- _Source passage_
BEGIN

Before refactoring application structure, investigate deployment tool differences. We spent hours restructuring our monorepo when the solution was a simple environment variable change.

Best Practices

Creating a deployment checklist helps prevent similar issues. Key items to verify include disabling BuildKit in deployment scripts, confirming base images use linux/amd64 architecture, validating CDK platform specifications, and testing ECS task launches in staging environments. Ensuring local builds match expected sizes and reviewing .dockerignore configurations can catch issues early in the deployment process.

Diagnostic commands prove invaluable for troubleshooting container deployment issues:

# diagnose.sh
#!/bin/bash
 
echo "Checking Docker BuildKit status..."
echo "DOCKER_BUILDKIT=${DOCKER_BUILDKIT}"
 
echo "Checking image manifest type..."
aws ecr batch-get-image \
  --repository-name $1 \
  --image-ids imageTag=$2 \
  --query 'images[0].imageManifest' \
  --output text | jq '.mediaType'
 
echo "Checking for attestation layers..."
aws ecr batch-get-image \
  --repository-name $1 \
  --image-ids imageTag=$2 \
  --query 'images[0].imageManifest' \
  --output text | jq '.manifests[] | select(.mediaType | contains("in-toto"))'

Conclusion

Docker BuildKit's advanced features create a compatibility gap with Amazon ECS's current manifest parsing capabilities. While this caused significant debugging time, the solution—disabling BuildKit—is straightforward once you understand the root cause.

END

- _Stored data_
BEGIN

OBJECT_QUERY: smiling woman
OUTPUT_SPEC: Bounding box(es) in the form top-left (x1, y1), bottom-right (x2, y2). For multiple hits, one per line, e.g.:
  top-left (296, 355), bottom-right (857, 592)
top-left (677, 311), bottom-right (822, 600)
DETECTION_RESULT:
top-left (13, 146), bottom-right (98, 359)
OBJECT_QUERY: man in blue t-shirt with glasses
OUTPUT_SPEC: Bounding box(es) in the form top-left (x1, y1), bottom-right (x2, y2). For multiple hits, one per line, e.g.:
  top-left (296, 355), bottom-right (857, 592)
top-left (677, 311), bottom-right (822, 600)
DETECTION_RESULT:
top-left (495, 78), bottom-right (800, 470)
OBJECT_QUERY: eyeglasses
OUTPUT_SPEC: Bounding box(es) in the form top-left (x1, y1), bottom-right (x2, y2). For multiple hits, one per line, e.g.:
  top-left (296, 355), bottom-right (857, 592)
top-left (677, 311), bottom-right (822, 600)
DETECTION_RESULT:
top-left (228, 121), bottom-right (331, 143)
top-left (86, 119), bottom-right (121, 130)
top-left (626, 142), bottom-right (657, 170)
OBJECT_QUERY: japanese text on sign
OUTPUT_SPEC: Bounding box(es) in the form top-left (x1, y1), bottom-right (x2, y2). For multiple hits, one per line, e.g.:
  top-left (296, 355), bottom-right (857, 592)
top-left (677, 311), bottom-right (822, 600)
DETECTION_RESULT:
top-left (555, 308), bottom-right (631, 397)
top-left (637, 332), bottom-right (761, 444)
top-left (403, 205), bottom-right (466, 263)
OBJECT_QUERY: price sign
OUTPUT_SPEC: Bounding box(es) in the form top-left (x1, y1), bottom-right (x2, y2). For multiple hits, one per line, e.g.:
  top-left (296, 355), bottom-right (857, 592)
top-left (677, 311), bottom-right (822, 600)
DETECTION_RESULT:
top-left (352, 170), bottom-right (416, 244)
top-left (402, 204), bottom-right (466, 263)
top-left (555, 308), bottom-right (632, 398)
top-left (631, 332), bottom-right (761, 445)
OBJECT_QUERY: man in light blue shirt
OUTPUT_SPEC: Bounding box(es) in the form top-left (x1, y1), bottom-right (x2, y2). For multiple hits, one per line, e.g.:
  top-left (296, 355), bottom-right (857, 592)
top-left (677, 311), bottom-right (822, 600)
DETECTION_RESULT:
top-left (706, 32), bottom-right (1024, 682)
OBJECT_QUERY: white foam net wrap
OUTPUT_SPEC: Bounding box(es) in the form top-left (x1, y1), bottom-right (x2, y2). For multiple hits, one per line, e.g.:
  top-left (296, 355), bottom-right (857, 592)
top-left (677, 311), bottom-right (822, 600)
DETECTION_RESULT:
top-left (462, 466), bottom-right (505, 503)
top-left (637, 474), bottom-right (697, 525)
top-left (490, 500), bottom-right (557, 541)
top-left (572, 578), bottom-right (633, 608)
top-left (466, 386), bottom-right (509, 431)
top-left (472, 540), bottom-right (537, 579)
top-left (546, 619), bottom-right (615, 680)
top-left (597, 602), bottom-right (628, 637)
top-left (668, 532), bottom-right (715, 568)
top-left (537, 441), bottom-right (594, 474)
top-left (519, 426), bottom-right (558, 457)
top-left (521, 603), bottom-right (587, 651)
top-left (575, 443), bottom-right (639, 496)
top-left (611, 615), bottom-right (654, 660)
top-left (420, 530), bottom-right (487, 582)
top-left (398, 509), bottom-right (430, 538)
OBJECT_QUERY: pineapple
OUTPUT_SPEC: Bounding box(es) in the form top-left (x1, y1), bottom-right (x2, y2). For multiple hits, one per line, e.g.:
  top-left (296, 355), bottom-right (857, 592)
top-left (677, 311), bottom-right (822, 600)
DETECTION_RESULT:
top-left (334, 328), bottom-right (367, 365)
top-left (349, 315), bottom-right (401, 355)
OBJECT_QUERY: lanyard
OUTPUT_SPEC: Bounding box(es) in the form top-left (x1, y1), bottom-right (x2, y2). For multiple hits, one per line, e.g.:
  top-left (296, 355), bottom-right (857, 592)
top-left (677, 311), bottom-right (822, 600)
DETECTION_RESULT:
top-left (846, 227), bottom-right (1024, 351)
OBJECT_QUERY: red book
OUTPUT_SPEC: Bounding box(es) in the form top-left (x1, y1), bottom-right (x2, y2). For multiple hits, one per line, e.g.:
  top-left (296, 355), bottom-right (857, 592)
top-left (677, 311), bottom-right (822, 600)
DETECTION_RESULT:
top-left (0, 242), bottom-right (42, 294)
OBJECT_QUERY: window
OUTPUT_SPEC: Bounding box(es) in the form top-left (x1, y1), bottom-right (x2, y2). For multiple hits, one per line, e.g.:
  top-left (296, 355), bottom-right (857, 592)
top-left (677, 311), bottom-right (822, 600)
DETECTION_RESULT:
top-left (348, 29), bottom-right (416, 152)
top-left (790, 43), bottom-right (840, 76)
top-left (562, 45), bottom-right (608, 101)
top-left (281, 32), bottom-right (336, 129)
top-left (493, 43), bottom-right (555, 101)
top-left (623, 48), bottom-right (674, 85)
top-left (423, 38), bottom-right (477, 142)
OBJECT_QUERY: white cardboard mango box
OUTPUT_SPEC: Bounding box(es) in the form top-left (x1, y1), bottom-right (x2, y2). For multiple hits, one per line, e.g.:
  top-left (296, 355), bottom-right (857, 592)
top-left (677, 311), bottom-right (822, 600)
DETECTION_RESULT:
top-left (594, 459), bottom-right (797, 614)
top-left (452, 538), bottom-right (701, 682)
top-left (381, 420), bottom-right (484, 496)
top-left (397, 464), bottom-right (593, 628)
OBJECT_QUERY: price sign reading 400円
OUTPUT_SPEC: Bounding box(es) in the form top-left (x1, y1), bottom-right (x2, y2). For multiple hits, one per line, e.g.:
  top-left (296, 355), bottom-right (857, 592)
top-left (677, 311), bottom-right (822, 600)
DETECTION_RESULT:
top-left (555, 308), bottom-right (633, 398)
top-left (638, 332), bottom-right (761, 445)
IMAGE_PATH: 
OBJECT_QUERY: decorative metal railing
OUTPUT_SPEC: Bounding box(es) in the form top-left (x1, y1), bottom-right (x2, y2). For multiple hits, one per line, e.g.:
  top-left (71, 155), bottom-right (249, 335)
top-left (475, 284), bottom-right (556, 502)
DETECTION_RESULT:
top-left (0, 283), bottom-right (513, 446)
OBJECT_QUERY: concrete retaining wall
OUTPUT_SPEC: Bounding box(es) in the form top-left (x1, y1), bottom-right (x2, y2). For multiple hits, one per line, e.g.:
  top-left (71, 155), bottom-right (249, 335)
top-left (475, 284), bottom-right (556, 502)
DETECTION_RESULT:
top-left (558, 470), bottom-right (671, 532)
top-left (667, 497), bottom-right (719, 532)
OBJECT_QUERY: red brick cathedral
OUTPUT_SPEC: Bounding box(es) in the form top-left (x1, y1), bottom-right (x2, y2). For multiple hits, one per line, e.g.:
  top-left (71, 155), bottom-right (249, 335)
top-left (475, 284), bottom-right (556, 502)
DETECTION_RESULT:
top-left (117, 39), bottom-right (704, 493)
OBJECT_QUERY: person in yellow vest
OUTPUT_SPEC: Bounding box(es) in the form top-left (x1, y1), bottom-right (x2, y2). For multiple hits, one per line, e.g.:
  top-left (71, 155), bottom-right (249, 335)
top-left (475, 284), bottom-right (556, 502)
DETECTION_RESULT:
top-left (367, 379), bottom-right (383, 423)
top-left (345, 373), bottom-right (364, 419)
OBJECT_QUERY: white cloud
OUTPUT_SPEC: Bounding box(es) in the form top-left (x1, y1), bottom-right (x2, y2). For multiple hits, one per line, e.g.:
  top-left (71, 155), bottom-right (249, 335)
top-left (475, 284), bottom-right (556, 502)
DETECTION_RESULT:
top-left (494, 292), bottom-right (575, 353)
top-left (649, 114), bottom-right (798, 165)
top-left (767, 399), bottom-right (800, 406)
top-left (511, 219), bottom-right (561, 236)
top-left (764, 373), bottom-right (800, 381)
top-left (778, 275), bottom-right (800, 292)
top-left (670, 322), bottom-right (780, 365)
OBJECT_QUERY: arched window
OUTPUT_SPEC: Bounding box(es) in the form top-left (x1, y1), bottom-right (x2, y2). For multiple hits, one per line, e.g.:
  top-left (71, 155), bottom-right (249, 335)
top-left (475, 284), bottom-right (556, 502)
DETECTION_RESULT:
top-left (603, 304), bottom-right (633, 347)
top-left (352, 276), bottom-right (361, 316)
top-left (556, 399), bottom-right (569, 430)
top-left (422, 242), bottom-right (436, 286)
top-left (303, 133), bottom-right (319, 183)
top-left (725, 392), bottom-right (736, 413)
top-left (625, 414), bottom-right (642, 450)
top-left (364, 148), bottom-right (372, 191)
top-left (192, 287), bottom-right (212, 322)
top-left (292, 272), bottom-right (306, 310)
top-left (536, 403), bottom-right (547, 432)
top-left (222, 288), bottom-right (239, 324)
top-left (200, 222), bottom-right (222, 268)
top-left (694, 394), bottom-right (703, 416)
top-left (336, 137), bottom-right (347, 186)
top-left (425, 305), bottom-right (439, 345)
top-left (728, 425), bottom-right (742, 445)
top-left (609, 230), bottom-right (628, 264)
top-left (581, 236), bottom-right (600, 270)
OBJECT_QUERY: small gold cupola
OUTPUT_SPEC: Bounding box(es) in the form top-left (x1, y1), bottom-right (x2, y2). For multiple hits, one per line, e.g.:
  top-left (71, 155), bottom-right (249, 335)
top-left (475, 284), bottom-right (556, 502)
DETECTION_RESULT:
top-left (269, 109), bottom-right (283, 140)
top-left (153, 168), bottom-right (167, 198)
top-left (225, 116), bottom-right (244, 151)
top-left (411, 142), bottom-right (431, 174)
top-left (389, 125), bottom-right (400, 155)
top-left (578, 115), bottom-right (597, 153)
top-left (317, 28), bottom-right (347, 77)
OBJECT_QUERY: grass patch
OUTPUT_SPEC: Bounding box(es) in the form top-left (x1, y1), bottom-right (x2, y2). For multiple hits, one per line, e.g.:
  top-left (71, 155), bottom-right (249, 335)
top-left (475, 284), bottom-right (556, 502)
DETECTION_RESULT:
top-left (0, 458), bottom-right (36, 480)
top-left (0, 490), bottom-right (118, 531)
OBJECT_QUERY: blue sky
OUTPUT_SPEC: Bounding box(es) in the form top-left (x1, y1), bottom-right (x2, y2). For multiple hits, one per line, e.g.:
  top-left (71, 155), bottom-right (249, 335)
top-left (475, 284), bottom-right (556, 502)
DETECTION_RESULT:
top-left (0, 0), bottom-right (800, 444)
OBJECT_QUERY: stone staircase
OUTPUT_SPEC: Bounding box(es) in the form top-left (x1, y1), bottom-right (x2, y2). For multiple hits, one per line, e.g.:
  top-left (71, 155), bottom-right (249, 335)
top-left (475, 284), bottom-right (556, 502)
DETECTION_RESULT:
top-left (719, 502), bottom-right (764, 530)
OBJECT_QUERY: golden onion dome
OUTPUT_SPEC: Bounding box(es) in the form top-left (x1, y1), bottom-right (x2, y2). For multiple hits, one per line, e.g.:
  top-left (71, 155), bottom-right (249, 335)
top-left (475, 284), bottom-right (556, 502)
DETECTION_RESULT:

END

- _Work order 1_
Answer these about the passage on Docker BuildKit and ECS:
(a) What did the team spend hours restructuring?
(b) Which architecture should base images use, according to the checklist?
(c) What solution does the conclusion name?
- _Work order 2_
Extract the passage on Docker BuildKit and ECS from "Creating a deployment" up to and including "the deployment process.".

- _Output 1_
(a) Their monorepo.
(b) linux/amd64.
(c) Disabling BuildKit.

- _Output 2_
Creating a deployment checklist helps prevent similar issues. Key items to verify include disabling BuildKit in deployment scripts, confirming base images use linux/amd64 architecture, validating CDK platform specifications, and testing ECS task launches in staging environments. Ensuring local builds match expected sizes and reviewing .dockerignore configurations can catch issues early in the deployment process.